*TASK DESCRIPTION*: Every entry below should be printed exactly.

*INPUT*:
┄┄┄┄┄┄

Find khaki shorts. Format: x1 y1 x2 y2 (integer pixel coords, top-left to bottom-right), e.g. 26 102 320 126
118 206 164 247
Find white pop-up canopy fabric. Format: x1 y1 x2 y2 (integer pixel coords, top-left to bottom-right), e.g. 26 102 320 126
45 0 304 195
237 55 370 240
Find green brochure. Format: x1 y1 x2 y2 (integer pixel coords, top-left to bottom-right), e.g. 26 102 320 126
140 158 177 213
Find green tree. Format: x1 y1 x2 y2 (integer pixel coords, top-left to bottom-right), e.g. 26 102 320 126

┄┄┄┄┄┄

*REPLY*:
Find khaki shorts. Format: x1 y1 x2 y2 (integer pixel coords, top-left to bottom-right), e.g. 26 102 320 126
118 206 164 247
Find white pop-up canopy fabric. Format: x1 y1 x2 y2 (integer pixel coords, top-left to bottom-right), e.g. 26 102 320 126
45 0 304 195
237 55 370 240
Find green brochure. Format: x1 y1 x2 y2 (integer pixel coords, top-left to bottom-right), e.g. 26 102 320 126
140 158 177 213
Find green tree. Format: x1 y1 x2 y2 (integer pixel coords, top-left to bottom-right), e.g. 26 102 320 126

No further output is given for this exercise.